### Directions
Show each line of the entries below that contains the string "divot", treating uppercase and lowercase as different.

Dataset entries
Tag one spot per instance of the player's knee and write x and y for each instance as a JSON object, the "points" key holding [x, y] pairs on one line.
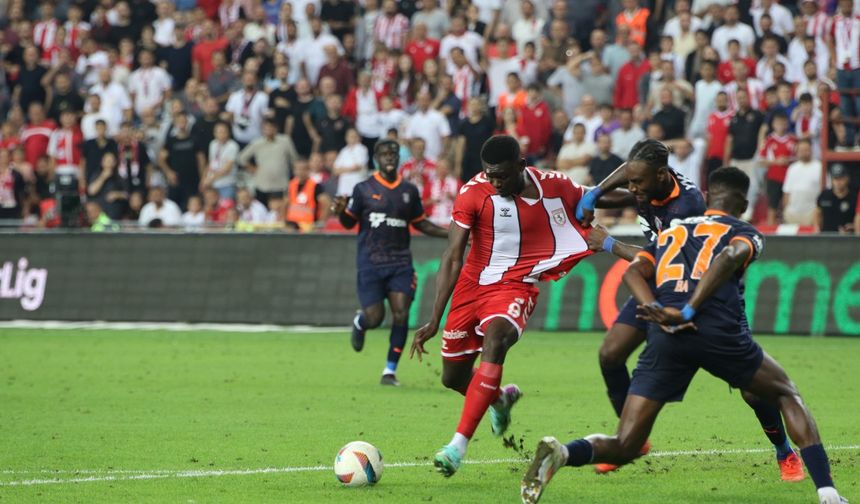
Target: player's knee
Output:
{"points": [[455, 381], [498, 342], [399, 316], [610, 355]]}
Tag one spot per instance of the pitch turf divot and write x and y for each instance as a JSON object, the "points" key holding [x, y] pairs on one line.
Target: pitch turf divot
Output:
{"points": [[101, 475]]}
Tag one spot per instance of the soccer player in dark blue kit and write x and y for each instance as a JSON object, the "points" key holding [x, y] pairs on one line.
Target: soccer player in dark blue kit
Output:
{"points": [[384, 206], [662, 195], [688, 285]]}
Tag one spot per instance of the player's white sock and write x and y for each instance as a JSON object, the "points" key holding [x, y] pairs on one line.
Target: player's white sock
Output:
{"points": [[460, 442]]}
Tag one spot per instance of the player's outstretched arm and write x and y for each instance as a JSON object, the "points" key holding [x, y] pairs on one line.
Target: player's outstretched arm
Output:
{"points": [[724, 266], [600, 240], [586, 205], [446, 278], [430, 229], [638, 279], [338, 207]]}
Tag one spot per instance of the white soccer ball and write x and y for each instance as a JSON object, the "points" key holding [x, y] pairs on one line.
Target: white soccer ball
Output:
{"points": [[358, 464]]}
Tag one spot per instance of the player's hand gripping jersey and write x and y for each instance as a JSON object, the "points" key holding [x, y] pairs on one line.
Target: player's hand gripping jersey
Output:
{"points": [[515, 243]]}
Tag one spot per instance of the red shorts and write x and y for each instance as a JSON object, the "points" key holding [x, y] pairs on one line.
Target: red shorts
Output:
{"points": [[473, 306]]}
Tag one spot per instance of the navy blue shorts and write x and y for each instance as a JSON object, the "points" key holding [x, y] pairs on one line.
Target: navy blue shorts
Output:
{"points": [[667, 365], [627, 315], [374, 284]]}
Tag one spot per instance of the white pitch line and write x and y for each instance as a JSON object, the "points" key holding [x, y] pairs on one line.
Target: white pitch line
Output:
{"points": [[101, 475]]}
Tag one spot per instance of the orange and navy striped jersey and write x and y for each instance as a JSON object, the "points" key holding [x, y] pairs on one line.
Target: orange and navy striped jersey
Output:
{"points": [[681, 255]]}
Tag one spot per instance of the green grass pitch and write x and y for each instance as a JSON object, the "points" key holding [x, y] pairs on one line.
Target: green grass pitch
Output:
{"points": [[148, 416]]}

--

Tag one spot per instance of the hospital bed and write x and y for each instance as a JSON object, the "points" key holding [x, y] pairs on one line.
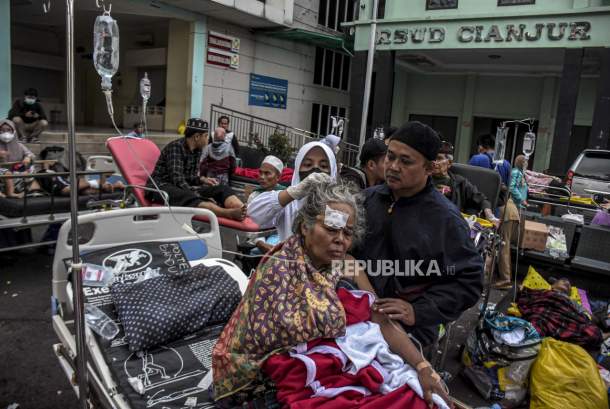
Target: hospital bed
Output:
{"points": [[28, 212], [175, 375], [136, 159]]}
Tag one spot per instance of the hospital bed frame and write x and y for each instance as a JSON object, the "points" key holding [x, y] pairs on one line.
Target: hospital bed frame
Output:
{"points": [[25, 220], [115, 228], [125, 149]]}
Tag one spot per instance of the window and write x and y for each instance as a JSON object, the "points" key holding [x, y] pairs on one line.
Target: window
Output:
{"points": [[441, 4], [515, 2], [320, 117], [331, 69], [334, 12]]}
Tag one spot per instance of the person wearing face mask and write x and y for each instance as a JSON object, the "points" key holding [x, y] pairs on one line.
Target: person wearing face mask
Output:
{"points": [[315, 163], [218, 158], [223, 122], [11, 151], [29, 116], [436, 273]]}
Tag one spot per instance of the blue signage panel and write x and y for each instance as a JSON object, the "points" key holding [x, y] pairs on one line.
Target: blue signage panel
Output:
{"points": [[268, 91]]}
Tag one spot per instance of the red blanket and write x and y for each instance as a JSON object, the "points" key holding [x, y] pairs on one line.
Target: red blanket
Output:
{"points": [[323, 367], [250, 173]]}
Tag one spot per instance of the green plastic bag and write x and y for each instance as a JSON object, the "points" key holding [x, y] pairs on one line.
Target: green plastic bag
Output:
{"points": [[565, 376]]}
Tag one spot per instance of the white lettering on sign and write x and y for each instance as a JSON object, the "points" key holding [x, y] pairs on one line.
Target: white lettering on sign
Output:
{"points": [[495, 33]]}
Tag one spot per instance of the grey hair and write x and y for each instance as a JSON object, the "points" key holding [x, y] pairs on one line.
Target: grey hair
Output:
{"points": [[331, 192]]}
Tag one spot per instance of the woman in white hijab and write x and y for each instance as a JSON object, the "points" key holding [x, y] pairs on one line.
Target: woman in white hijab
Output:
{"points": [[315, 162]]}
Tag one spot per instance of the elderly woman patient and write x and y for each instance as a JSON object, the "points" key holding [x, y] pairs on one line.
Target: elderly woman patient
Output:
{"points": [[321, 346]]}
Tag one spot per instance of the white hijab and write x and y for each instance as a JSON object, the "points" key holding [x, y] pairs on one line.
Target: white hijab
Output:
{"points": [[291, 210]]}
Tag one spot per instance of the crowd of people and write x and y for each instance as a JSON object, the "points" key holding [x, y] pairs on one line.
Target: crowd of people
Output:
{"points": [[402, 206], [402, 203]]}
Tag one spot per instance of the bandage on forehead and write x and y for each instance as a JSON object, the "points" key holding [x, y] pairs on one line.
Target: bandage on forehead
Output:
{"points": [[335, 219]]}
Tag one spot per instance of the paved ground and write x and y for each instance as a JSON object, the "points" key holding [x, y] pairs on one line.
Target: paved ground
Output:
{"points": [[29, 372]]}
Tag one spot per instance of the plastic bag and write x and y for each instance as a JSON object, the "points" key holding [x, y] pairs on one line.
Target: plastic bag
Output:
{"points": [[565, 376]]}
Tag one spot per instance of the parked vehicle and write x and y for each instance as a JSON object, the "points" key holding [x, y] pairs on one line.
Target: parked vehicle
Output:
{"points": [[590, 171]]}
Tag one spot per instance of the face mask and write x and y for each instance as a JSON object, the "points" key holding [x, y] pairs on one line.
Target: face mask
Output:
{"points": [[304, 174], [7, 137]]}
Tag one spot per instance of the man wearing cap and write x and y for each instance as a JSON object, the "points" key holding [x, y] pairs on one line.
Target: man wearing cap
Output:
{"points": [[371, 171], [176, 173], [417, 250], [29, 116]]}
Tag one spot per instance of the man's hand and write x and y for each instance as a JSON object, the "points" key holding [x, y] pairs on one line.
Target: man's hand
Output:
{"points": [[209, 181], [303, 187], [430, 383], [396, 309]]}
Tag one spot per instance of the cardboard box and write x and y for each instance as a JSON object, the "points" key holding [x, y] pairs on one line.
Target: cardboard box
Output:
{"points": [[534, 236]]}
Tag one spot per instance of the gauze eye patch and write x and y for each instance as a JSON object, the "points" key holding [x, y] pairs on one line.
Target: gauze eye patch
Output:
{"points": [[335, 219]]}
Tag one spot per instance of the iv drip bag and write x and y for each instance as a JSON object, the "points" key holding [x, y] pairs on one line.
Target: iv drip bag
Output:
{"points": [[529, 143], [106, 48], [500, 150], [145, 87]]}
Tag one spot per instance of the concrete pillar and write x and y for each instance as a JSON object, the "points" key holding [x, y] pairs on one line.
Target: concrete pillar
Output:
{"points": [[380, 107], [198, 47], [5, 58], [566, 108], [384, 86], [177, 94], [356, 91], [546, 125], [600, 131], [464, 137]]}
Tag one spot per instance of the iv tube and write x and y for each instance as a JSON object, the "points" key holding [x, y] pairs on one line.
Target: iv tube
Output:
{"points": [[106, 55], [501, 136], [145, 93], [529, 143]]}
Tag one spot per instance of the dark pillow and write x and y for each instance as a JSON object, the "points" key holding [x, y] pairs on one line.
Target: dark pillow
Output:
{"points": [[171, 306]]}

### Response to this exercise
Tag one spot per instance of the pitch turf divot and write x and y for each instance as a JSON object, the "points" key holding [x, y] pairs on one line.
Target: pitch turf divot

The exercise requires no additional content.